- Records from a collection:
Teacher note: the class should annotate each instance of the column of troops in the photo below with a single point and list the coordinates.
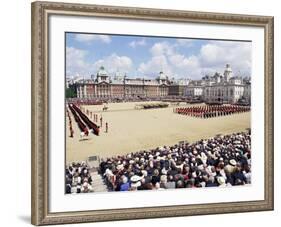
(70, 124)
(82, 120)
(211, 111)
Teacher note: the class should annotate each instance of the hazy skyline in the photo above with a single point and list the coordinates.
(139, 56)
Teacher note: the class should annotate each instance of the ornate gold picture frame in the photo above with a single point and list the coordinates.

* * *

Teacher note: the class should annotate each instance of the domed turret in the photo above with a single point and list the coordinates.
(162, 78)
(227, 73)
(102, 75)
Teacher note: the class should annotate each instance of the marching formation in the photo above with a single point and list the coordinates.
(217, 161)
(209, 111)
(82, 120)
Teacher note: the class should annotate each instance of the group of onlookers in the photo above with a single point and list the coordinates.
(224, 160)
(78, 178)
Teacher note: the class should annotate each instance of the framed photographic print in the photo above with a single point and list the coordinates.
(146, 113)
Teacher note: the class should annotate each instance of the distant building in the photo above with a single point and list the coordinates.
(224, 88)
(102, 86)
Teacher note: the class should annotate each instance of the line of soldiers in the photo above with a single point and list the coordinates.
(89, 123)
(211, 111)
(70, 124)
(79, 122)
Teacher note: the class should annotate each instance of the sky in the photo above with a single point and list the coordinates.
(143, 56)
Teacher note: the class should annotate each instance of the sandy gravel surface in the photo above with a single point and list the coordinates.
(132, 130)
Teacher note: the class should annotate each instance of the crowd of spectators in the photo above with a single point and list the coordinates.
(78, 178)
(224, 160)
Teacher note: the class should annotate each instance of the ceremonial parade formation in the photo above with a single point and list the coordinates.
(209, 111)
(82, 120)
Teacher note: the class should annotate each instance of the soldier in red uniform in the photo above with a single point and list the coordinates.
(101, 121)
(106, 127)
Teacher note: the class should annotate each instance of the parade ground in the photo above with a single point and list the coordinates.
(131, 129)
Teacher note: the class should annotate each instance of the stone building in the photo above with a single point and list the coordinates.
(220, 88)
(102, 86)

- Stated goal: Count the lines in the records above that contain the word "parade". Reply with the number alone.

- Response below: 2